**Your goal:** Report how many lines of the records contain the string "window", counting only matches whose case is the same.

**Entries shown:**
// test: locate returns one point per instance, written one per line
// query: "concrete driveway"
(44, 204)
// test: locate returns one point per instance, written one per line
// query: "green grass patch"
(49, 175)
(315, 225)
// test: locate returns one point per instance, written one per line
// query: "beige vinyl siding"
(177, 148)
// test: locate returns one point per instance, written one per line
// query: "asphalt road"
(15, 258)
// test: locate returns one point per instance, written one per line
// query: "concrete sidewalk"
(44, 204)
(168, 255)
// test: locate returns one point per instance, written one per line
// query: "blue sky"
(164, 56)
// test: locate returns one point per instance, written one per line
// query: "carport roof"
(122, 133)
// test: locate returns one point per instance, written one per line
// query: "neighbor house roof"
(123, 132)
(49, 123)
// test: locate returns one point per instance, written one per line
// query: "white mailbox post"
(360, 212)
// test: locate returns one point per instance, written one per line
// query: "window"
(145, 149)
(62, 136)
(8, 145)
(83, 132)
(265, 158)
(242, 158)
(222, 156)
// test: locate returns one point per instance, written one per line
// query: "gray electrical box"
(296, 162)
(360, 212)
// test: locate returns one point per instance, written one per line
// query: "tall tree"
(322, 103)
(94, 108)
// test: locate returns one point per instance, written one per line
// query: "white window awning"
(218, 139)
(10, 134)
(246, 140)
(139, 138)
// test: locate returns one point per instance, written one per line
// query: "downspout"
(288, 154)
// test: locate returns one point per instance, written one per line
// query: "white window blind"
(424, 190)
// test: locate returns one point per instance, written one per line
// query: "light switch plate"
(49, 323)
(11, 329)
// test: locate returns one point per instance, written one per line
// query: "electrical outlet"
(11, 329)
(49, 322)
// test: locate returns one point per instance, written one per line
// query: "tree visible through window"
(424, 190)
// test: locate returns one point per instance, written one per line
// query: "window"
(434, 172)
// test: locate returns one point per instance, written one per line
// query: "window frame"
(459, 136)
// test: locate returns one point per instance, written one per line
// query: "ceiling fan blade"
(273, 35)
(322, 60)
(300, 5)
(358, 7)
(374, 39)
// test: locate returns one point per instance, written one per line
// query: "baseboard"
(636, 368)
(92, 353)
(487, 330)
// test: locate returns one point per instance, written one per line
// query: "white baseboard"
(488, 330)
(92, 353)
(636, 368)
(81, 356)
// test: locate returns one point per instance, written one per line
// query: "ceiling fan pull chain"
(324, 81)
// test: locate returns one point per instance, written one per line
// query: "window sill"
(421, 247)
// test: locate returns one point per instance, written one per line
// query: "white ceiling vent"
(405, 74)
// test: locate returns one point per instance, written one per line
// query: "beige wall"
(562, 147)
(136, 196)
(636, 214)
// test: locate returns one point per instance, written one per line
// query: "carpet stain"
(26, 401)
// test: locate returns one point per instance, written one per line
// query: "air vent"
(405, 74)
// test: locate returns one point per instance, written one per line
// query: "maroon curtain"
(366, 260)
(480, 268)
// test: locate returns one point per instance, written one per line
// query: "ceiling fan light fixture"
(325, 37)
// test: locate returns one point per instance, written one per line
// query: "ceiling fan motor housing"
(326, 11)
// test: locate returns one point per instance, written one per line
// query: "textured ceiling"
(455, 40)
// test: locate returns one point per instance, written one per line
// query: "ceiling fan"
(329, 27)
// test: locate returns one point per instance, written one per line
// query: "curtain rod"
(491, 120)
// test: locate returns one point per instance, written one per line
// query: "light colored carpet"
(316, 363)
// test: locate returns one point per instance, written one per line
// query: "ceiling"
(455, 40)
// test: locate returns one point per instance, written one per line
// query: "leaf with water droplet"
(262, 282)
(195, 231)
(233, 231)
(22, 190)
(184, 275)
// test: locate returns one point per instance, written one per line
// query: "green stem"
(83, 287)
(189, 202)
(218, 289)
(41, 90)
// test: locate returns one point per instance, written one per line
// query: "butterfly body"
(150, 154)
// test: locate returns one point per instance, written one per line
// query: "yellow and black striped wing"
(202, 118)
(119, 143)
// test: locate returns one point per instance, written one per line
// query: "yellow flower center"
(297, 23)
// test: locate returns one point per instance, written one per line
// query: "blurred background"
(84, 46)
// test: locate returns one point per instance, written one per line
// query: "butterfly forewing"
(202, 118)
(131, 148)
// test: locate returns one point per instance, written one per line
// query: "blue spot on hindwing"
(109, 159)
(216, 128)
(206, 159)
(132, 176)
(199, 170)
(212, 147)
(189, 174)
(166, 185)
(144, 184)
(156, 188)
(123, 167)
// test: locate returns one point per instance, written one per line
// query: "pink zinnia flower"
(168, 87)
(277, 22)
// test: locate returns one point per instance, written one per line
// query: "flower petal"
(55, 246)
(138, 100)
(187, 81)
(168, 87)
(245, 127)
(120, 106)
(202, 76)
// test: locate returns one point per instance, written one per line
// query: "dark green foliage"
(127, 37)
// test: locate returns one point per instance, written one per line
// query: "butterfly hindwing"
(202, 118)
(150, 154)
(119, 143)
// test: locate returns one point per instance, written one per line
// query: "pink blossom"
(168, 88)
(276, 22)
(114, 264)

**Expected answer:** 7